— START OF MATERIAL SUPPLIED —
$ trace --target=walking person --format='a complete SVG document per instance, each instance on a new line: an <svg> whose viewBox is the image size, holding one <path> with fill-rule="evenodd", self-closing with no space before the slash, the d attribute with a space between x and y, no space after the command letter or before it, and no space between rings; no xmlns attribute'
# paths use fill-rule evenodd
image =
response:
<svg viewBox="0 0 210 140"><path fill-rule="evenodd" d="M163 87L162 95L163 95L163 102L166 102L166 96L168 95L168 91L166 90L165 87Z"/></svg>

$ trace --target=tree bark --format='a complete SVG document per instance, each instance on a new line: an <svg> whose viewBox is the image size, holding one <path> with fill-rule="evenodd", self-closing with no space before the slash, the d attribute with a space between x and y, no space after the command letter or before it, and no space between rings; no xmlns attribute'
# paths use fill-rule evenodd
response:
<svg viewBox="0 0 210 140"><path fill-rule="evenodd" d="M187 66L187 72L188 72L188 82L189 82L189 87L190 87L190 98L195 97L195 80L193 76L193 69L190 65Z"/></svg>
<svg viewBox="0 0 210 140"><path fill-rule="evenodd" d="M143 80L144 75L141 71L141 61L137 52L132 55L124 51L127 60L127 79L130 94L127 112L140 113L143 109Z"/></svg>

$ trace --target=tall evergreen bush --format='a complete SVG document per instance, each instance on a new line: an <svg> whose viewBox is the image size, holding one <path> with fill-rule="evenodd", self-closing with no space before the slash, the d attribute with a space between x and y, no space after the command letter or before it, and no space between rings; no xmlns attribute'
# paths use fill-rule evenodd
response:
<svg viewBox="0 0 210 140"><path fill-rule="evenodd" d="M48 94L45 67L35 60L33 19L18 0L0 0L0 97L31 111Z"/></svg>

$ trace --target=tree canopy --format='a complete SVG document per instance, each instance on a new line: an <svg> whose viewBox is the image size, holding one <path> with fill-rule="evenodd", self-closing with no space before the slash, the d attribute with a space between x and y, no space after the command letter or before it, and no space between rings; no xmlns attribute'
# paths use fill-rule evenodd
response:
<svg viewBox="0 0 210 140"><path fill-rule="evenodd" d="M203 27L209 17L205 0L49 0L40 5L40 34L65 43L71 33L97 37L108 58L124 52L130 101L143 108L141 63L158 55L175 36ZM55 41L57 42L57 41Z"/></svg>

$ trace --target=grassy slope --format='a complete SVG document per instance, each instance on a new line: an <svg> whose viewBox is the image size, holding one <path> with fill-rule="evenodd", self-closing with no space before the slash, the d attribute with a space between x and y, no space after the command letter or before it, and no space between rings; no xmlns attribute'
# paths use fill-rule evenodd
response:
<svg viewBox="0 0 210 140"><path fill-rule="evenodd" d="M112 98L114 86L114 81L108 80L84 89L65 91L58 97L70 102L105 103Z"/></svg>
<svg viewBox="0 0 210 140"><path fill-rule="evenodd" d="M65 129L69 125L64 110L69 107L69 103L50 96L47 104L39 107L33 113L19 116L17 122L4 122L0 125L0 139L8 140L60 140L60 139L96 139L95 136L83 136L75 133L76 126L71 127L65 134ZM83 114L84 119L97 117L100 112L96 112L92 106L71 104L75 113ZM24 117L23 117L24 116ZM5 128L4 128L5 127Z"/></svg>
— END OF MATERIAL SUPPLIED —
— START OF MATERIAL SUPPLIED —
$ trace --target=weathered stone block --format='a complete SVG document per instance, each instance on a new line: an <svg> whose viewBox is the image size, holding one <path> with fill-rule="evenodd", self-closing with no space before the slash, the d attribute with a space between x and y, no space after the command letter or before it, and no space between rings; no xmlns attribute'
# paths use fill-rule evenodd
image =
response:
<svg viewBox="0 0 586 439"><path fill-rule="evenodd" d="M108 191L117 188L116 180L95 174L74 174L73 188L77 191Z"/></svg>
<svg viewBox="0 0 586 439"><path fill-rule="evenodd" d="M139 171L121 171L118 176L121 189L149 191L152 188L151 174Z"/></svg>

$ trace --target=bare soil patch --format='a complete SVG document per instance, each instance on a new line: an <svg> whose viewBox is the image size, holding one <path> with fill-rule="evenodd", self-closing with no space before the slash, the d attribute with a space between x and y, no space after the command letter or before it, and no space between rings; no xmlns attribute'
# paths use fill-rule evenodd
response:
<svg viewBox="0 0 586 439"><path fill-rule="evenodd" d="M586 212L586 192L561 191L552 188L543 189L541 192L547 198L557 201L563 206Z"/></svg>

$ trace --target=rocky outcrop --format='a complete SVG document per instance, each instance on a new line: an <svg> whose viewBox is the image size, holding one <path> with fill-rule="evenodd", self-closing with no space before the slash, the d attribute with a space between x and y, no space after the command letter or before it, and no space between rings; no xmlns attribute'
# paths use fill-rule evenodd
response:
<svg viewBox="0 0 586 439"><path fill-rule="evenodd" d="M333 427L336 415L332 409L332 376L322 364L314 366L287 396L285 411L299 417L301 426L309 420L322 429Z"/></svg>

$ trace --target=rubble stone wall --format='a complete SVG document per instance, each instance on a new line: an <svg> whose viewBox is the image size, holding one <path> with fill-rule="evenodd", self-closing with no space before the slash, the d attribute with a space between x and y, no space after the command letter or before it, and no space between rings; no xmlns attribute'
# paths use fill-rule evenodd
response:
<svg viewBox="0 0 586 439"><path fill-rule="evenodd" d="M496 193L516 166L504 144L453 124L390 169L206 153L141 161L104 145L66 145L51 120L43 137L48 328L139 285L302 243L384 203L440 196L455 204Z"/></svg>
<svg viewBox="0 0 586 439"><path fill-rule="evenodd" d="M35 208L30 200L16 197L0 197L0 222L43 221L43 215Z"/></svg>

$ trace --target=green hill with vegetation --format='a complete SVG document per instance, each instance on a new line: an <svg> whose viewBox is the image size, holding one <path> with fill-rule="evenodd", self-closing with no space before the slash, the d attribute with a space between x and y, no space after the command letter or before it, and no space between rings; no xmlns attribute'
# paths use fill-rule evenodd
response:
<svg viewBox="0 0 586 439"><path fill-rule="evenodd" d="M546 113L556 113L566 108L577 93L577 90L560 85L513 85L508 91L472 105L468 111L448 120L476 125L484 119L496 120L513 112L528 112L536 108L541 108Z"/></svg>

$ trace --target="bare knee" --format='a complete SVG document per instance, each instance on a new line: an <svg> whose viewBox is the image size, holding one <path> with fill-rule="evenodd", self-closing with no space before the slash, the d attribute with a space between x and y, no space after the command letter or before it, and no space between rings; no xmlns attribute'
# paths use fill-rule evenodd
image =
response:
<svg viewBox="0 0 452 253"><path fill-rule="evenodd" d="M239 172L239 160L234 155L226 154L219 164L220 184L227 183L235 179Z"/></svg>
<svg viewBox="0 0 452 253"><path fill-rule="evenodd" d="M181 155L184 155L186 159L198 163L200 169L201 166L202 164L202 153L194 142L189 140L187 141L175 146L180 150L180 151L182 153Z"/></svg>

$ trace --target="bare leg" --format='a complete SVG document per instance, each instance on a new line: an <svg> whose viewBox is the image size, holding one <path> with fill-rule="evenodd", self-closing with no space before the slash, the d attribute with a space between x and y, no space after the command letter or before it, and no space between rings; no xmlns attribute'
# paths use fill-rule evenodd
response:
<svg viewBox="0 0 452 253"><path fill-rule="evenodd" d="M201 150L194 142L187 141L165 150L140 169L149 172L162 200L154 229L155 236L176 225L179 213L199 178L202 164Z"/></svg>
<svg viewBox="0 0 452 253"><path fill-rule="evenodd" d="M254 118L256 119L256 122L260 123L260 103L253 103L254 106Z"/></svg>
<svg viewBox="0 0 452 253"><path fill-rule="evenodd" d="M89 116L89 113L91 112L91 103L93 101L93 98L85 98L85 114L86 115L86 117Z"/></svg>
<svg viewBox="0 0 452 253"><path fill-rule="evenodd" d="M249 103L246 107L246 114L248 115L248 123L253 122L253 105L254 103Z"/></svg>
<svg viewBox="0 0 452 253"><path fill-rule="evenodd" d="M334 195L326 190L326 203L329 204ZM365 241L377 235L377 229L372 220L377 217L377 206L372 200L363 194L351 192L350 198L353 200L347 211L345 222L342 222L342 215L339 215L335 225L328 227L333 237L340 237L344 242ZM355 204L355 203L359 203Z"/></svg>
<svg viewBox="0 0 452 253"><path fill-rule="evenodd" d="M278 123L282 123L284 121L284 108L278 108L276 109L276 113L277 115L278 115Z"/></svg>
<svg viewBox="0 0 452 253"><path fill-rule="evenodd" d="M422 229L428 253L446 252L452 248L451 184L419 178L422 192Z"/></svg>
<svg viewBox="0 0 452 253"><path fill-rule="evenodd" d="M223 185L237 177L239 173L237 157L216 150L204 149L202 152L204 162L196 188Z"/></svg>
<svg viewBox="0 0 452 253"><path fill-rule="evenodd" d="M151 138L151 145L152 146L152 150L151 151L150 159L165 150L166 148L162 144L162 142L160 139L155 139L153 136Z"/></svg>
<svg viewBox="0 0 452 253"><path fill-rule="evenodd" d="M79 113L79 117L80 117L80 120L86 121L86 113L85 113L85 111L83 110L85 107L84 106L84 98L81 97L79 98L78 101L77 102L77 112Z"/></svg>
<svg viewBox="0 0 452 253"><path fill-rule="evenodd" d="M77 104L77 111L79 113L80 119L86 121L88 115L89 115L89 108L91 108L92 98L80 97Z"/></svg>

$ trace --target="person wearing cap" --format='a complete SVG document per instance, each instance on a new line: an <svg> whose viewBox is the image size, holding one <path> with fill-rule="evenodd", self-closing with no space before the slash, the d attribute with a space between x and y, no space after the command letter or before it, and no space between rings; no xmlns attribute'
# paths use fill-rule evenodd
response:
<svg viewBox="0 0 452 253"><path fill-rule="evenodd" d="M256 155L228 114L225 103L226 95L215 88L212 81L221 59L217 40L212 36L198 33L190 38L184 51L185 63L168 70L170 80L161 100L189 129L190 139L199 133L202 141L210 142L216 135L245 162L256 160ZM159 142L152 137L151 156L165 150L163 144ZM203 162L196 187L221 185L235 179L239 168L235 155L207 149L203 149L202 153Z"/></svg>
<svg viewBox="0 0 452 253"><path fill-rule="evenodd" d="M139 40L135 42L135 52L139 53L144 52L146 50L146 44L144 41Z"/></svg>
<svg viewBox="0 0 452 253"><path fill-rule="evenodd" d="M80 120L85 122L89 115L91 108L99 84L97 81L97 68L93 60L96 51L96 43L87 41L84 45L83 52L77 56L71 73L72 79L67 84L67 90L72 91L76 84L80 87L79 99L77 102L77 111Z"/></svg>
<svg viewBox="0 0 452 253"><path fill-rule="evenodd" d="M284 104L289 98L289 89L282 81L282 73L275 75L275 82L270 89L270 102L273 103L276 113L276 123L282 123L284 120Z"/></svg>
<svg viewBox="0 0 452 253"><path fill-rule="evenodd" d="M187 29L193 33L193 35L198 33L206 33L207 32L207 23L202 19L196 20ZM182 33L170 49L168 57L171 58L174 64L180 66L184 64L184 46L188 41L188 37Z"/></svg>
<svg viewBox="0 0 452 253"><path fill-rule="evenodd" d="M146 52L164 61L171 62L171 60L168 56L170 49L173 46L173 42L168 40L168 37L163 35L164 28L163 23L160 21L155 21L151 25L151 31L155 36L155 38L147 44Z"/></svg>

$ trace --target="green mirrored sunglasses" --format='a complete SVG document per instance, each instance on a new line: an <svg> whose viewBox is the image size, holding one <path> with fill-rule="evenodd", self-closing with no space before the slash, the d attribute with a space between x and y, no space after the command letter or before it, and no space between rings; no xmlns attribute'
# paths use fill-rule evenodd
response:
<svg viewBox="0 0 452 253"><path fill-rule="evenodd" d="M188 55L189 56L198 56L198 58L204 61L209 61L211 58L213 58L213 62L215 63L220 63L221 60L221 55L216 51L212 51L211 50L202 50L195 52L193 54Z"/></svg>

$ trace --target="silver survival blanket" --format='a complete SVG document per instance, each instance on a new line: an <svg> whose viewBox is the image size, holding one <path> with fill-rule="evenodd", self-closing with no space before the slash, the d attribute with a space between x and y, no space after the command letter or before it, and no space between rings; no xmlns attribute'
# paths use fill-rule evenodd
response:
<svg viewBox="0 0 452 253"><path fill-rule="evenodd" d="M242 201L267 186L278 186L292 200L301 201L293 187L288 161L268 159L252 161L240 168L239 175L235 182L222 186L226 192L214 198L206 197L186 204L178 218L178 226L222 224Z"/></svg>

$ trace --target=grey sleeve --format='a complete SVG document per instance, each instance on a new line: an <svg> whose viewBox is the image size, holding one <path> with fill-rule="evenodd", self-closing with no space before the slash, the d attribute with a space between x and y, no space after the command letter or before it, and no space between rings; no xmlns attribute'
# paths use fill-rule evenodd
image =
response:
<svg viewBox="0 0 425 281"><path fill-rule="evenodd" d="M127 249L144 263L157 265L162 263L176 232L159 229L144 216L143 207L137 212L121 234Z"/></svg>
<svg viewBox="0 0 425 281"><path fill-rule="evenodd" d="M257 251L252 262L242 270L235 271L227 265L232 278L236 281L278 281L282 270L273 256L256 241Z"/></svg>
— END OF MATERIAL SUPPLIED —
— START OF MATERIAL SUPPLIED —
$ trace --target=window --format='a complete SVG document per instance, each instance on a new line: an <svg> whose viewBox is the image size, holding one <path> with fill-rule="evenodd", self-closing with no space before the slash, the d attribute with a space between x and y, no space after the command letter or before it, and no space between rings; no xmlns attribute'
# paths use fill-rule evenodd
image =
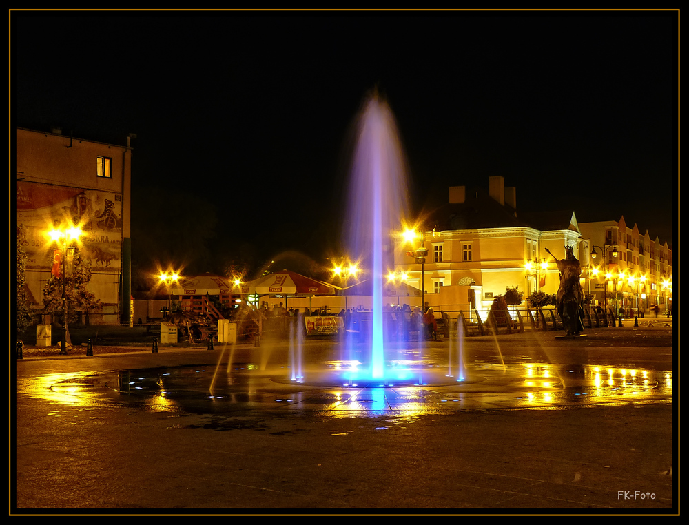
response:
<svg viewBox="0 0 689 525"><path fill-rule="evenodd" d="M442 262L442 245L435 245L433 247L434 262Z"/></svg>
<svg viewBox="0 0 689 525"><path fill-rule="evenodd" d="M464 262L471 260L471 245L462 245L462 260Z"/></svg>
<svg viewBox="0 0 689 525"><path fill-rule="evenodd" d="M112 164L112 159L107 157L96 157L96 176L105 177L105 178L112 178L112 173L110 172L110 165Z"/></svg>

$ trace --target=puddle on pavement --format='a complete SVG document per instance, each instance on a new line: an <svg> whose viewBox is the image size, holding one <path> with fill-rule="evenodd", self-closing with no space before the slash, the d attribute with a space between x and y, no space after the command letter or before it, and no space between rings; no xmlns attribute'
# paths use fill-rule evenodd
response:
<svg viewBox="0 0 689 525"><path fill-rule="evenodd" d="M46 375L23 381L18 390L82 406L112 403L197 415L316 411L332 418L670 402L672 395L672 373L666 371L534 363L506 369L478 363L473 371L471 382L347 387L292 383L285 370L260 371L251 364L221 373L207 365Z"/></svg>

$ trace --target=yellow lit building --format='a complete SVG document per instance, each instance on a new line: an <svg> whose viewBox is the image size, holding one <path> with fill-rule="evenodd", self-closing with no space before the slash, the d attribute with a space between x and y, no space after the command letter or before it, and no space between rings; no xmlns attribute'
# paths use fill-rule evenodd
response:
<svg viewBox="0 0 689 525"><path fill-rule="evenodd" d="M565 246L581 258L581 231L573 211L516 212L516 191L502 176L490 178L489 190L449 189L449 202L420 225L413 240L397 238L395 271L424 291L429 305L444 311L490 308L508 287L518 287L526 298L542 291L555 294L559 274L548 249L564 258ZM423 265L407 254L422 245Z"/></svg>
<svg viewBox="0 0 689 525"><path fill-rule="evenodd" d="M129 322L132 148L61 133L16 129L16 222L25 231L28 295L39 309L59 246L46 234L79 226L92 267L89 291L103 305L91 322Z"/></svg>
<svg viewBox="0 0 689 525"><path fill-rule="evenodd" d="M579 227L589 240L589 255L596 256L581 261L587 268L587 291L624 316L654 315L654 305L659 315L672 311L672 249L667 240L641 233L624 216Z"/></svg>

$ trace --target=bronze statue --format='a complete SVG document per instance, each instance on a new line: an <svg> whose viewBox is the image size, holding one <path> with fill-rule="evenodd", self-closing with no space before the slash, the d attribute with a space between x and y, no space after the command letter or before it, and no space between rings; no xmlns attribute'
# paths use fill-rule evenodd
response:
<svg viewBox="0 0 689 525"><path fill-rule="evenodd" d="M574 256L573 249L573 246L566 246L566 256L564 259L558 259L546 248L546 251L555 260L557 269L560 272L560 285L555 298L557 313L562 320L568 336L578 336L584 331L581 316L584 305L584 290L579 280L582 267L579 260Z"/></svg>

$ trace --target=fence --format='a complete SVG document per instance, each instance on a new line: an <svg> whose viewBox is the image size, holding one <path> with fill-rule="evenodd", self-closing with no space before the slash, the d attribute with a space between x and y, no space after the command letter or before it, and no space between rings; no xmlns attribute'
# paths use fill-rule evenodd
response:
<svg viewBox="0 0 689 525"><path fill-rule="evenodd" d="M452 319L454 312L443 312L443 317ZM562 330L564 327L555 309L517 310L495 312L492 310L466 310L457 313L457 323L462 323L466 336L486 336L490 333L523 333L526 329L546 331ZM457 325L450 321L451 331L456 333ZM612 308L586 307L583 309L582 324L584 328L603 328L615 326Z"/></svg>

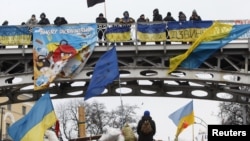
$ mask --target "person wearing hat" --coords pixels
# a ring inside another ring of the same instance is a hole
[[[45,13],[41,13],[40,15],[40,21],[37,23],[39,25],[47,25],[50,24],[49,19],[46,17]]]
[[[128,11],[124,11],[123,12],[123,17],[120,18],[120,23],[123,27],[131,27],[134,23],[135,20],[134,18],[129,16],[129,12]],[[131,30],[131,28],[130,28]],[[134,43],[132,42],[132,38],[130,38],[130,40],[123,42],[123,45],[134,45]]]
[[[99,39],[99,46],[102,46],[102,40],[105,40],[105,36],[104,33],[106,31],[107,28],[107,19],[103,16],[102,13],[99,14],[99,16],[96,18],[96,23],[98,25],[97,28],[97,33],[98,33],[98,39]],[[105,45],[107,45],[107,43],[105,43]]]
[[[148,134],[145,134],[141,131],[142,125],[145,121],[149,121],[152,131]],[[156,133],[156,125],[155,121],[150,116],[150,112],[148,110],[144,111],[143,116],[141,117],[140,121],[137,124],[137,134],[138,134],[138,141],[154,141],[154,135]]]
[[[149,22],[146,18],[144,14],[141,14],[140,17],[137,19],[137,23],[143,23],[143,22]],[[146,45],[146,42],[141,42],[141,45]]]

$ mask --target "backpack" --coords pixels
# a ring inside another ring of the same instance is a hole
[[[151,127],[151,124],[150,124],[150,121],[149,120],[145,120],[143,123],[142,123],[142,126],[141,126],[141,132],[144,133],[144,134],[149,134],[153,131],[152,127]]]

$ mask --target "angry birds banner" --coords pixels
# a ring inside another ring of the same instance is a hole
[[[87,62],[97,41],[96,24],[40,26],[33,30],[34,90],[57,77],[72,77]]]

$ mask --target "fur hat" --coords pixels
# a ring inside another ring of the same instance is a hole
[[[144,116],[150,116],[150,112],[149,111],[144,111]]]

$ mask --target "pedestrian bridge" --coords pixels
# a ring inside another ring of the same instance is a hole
— END OF MATERIAL SUPPLIED —
**INSTRUCTIONS TO FOLLOW**
Locate every line of the data above that contains the string "mask", and copy each of those lines. Treat uppercase and lowercase letters as different.

**REPLY TO THE TASK**
$ mask --target "person wearing hat" --coords pixels
$ mask --target "backpack" --coords pixels
$ mask --target "angry birds banner" --coords pixels
$ mask --target "fur hat" --coords pixels
$ mask --target "pedestrian bridge" --coords pixels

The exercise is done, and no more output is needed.